### [REQUIRED TASK]
Copy only this range: the line with "the white cloud" through the final line of the material, inclusive at both ends.

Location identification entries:
— Start —

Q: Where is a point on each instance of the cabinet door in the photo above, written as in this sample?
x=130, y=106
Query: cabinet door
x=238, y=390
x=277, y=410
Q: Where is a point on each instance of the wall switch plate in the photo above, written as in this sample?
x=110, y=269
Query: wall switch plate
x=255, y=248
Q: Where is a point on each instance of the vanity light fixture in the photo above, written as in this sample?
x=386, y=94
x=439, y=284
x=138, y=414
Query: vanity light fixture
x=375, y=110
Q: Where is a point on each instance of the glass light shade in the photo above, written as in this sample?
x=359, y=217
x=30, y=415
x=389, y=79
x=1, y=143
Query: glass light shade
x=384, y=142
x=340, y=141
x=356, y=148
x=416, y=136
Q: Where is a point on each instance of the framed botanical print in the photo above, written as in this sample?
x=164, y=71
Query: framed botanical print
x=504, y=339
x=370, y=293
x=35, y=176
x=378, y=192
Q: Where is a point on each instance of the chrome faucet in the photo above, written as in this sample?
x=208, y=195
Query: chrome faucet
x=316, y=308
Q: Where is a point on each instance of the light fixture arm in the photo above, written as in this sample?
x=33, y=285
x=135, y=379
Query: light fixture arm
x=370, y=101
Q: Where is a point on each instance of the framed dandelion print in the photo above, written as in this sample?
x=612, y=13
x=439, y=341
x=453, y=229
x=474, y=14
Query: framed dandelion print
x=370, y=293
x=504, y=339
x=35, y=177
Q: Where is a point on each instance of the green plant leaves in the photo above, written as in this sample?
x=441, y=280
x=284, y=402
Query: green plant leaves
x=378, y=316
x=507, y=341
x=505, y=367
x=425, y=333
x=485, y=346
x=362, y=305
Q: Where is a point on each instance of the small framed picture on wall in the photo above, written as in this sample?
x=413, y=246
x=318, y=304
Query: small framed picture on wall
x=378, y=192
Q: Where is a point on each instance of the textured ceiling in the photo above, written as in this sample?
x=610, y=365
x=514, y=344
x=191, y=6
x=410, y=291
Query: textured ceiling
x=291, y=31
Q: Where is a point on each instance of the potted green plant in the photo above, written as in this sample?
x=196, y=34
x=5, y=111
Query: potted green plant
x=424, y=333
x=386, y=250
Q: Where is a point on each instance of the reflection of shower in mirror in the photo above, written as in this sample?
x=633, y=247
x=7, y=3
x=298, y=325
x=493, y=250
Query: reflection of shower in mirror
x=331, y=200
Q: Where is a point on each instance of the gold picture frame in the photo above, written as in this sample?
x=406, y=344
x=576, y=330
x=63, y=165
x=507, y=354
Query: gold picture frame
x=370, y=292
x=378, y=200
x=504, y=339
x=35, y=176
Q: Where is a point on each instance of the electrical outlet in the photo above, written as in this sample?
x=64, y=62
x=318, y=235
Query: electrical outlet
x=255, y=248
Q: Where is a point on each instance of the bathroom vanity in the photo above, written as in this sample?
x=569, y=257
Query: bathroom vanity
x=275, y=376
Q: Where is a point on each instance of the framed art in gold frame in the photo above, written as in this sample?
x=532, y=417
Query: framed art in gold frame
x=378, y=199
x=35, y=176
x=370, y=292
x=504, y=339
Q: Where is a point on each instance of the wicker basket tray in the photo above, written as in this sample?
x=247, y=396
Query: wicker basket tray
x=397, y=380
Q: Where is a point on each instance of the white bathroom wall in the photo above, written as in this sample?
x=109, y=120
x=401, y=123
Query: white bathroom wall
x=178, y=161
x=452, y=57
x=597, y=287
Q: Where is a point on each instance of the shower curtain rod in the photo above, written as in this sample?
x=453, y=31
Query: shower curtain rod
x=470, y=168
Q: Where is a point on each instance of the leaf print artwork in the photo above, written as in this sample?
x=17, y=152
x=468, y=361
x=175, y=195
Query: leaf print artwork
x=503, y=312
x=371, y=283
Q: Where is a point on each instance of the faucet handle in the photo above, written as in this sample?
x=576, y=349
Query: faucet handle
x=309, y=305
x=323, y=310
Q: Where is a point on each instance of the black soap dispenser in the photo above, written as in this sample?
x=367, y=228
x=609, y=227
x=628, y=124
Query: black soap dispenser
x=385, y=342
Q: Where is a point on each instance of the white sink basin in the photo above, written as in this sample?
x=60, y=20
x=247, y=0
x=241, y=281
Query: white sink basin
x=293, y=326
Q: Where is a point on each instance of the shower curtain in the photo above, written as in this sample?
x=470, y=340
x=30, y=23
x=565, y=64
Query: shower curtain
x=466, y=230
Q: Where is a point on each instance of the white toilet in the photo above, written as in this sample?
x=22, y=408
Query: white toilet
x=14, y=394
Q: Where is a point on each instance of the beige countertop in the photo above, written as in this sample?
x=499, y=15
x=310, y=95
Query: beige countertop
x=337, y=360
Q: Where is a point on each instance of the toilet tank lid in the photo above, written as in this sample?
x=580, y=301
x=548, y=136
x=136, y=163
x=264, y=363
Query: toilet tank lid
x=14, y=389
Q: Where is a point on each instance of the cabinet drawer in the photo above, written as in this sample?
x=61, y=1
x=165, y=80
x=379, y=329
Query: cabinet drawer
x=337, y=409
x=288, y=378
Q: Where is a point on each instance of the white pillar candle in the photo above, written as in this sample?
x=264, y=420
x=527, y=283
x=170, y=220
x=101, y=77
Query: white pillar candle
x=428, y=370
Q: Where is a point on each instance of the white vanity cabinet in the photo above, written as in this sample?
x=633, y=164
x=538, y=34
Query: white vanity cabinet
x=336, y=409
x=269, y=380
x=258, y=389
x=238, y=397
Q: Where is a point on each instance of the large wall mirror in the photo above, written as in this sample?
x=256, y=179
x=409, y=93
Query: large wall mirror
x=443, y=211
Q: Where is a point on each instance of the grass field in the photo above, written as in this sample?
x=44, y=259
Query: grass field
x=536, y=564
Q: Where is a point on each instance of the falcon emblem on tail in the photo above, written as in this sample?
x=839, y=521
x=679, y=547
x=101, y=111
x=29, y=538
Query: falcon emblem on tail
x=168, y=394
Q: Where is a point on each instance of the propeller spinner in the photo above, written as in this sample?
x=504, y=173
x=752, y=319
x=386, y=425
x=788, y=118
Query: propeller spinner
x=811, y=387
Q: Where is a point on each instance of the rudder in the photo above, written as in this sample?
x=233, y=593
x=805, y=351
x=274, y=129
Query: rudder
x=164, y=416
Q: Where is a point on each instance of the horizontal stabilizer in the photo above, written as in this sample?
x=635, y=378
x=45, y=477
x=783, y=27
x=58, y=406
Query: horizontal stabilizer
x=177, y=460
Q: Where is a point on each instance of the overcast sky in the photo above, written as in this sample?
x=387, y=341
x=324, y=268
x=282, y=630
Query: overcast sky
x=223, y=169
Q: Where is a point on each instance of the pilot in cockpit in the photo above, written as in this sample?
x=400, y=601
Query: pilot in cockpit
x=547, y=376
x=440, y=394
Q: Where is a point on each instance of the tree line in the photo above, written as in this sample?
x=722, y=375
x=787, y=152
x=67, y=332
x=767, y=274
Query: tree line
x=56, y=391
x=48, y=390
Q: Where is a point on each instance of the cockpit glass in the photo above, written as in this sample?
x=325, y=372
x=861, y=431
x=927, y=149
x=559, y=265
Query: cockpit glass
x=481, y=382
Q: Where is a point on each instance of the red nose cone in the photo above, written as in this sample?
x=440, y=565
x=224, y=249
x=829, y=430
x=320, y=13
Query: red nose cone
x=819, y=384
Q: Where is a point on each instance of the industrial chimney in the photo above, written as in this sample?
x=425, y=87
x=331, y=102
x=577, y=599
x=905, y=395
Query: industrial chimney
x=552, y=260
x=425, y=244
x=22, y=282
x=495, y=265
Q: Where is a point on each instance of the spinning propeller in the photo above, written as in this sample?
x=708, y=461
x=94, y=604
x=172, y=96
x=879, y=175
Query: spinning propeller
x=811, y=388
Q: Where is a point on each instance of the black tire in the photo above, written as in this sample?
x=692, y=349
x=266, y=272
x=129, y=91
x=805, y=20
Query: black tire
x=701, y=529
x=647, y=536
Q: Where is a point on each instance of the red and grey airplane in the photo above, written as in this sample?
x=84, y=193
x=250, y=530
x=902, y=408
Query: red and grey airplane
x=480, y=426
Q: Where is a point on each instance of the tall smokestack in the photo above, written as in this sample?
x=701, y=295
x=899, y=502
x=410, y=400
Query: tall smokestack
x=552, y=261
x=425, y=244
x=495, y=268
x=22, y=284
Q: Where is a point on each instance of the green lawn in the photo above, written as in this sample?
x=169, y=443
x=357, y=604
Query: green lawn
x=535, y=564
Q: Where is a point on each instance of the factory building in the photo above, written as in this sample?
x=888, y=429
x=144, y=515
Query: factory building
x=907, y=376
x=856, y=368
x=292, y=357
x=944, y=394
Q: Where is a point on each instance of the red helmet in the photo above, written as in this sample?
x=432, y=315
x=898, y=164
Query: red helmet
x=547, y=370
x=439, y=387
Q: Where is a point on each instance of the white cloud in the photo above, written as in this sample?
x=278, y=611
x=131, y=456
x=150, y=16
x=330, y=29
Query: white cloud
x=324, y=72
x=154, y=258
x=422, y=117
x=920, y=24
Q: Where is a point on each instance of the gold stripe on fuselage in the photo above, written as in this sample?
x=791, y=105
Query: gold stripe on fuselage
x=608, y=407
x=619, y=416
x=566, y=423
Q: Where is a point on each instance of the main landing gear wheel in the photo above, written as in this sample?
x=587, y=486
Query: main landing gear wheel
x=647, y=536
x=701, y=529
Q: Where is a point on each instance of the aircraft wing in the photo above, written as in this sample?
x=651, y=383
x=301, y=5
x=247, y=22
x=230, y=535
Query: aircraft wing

— End —

### [ANSWER TO THIS EXERCISE]
Q: Where is a point on each instance of the white cloud in the photo above, written as in this sample?
x=278, y=611
x=131, y=456
x=150, y=16
x=330, y=29
Query: white cloud
x=324, y=72
x=154, y=258
x=422, y=117
x=920, y=24
Q: Where is a point on each instance of the gold stripe on fuselage in the photo above, written as in this sample?
x=791, y=105
Query: gold stripe on fuselage
x=608, y=407
x=619, y=416
x=566, y=423
Q: Where is a point on each instance of the main landing gear wheel in the photo above, written as in this sample?
x=587, y=486
Query: main landing gear wheel
x=647, y=536
x=701, y=529
Q: Where is a point on each instance of the aircraft wing in the photo above, written as in this sample?
x=651, y=383
x=301, y=5
x=247, y=22
x=230, y=535
Query: aircraft wing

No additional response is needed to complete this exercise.